##### DATA TO PROCESS #####
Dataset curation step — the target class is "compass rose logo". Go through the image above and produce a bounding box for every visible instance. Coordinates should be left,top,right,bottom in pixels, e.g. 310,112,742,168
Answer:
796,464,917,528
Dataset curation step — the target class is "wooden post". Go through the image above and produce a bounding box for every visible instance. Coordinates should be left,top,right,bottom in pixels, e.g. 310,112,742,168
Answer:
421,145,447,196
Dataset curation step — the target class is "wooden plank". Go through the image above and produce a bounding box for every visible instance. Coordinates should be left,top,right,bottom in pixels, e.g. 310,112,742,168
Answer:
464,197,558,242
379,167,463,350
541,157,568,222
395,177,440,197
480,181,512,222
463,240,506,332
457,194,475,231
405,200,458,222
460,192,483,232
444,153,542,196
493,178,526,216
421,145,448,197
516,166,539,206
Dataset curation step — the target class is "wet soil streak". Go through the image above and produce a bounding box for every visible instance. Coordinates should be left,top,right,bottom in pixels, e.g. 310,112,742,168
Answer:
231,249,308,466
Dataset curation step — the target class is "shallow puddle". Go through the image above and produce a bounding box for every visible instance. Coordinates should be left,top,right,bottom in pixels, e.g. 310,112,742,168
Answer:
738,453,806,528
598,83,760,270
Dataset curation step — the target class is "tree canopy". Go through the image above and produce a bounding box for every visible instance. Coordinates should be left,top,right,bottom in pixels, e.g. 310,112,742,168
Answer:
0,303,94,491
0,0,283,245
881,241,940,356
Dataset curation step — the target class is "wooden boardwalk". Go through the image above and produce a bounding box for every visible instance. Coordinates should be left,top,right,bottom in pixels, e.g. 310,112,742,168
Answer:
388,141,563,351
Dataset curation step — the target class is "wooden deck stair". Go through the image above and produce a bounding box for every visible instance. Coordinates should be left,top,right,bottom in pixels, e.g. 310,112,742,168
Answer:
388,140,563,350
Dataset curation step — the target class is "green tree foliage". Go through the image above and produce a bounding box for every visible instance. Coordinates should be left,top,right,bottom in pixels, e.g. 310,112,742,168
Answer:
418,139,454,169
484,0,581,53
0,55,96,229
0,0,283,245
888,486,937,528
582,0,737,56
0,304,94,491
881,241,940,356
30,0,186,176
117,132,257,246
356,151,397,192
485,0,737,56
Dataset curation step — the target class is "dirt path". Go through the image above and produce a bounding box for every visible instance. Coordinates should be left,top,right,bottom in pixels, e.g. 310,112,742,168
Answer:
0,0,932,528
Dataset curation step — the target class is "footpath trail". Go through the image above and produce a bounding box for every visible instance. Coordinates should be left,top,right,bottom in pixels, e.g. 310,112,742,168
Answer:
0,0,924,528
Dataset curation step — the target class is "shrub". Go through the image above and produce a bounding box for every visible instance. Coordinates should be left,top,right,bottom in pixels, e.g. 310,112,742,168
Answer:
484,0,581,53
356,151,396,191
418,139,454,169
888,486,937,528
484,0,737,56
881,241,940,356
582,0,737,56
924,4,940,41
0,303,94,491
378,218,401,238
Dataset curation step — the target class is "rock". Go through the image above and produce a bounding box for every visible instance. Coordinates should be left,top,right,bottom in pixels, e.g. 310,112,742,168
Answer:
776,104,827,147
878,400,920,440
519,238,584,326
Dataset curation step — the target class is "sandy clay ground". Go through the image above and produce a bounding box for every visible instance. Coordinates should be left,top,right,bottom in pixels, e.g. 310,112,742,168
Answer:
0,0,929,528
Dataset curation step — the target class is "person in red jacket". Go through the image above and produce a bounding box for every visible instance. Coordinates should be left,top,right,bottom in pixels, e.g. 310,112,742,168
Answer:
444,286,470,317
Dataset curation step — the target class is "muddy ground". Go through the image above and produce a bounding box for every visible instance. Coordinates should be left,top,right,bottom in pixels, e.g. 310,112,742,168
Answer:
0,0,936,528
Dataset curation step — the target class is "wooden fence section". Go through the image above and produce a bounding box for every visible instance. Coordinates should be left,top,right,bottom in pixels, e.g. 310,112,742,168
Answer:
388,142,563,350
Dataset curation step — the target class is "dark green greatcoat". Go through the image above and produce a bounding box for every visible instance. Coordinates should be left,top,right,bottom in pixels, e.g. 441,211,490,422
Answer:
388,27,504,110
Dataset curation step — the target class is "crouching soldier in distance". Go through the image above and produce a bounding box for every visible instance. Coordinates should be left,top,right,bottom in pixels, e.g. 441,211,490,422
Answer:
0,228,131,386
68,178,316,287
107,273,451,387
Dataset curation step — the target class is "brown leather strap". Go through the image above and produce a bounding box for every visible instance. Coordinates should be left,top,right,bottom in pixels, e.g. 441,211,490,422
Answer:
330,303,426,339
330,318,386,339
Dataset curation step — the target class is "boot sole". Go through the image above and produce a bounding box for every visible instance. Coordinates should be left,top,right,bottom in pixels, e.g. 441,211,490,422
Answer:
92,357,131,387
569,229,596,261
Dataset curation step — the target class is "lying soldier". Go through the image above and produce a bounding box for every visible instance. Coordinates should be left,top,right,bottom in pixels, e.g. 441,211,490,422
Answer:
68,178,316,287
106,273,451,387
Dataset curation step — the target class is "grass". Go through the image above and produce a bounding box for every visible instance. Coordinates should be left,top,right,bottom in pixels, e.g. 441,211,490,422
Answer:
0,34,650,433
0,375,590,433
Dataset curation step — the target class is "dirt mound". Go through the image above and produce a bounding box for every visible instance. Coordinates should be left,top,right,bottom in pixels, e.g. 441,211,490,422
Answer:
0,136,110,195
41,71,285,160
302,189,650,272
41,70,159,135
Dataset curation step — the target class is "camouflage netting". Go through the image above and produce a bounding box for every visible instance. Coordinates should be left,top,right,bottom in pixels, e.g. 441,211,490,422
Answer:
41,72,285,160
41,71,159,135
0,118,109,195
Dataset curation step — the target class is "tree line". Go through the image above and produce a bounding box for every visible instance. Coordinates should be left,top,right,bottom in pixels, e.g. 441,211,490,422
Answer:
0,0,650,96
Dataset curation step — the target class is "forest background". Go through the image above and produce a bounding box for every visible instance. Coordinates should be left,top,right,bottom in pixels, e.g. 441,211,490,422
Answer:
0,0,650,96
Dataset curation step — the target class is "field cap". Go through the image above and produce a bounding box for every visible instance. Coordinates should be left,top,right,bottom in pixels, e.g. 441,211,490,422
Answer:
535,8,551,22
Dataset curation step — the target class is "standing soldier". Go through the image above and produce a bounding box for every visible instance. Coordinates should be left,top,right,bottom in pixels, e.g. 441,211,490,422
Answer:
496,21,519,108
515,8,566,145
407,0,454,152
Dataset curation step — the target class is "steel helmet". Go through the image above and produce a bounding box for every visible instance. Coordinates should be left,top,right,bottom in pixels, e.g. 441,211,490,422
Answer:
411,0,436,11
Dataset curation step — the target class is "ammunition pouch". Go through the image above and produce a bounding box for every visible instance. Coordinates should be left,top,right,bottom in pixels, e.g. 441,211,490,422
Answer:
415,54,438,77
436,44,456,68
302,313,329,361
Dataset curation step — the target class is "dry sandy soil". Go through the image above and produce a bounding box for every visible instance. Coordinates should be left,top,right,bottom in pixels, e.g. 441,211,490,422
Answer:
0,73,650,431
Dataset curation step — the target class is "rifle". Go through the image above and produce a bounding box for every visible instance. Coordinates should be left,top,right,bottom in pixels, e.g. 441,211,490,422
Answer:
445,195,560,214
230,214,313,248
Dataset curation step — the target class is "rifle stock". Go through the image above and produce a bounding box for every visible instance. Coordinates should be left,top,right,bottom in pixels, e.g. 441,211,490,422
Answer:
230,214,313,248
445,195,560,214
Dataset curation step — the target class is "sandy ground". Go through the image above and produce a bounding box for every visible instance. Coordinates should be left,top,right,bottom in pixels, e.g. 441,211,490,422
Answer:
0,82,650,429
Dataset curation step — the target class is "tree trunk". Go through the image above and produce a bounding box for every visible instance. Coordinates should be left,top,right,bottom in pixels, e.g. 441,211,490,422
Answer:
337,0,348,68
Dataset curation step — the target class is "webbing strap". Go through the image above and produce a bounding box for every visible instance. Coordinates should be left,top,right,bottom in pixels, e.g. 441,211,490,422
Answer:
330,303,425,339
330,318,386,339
#####
##### DATA TO PROCESS #####
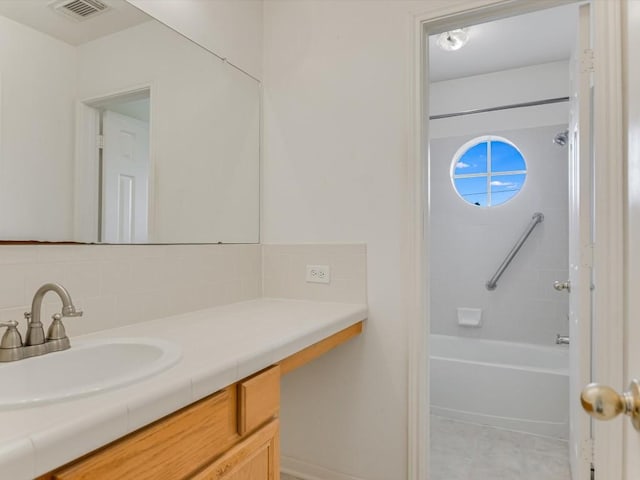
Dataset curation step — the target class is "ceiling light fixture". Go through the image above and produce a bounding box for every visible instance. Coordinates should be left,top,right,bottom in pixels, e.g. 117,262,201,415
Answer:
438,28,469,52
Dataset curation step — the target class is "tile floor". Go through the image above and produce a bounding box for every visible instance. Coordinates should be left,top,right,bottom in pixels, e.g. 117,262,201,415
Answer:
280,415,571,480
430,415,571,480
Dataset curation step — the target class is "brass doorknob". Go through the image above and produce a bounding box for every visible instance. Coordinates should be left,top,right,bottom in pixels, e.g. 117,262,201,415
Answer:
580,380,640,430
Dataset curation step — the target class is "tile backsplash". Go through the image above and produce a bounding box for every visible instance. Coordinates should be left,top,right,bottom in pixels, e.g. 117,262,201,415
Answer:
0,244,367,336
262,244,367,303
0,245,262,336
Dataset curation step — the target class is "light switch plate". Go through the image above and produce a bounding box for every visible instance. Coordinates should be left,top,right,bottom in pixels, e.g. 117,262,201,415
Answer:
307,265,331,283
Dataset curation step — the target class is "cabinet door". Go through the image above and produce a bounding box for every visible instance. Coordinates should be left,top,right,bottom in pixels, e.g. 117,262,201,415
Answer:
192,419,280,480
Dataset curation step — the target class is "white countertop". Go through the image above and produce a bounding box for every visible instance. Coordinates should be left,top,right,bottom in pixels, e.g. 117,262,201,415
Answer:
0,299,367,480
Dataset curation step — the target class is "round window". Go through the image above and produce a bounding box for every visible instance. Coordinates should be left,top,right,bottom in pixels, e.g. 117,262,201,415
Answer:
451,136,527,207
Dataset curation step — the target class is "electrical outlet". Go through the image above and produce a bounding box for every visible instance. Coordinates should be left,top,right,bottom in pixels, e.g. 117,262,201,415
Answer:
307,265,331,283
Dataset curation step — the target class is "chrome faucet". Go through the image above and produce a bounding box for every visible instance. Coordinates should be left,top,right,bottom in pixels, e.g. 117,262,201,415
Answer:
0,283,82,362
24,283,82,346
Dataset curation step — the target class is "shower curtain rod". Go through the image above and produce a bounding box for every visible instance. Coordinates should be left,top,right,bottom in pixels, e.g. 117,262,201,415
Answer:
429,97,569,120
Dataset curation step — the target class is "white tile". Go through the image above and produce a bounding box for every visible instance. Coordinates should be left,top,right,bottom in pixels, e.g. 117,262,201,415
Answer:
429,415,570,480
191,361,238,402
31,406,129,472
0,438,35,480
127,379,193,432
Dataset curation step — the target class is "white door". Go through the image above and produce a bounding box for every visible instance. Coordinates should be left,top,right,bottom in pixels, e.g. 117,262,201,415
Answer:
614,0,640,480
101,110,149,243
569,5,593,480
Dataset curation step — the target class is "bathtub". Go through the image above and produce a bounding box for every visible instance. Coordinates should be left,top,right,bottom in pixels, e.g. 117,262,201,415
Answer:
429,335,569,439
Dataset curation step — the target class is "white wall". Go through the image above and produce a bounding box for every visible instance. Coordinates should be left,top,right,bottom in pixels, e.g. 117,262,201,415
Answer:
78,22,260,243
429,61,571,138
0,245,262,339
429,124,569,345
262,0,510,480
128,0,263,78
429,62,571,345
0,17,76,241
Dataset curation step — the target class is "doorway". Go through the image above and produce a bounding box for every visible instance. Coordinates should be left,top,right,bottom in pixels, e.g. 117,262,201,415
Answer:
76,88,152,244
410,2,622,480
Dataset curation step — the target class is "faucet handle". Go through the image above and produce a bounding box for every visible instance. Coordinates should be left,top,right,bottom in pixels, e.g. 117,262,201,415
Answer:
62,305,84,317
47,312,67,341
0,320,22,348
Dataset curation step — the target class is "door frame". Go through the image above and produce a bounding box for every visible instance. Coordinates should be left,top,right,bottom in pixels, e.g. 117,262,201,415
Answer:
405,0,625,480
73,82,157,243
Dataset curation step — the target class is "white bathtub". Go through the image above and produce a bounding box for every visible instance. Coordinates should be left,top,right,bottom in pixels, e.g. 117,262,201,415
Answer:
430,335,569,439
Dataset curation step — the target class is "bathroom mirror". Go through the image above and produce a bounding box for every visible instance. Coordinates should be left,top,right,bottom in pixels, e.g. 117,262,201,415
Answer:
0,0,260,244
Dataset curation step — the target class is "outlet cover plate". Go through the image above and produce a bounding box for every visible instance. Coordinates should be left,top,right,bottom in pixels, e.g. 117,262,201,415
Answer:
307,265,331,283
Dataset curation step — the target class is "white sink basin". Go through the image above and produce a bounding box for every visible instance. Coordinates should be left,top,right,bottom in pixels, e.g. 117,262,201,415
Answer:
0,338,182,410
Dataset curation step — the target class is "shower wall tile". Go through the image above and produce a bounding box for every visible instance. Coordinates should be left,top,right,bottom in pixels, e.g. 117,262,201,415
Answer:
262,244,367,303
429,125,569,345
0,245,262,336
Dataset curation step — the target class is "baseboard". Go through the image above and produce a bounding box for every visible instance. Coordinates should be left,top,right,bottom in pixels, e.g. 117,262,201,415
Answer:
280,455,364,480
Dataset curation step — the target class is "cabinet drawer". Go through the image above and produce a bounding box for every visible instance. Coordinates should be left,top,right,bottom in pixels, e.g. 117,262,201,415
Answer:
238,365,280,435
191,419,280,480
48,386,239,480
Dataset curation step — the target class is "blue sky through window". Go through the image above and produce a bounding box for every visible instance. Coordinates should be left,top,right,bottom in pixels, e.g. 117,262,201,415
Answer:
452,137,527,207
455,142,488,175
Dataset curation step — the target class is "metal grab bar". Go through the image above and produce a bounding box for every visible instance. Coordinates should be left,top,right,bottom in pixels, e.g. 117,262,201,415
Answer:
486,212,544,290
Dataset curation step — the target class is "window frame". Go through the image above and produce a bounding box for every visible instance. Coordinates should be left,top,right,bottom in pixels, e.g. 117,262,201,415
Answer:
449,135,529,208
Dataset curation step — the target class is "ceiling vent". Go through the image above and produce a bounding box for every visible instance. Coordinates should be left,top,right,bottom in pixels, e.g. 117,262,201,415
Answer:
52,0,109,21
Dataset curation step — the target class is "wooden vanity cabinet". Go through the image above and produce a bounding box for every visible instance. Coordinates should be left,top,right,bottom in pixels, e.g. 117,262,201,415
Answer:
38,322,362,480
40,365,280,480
#####
■ YOUR INSTRUCTIONS: How many lines of the data above contain the string "jacket"? Reply with the number alone.

■ FULL SOLUTION: 1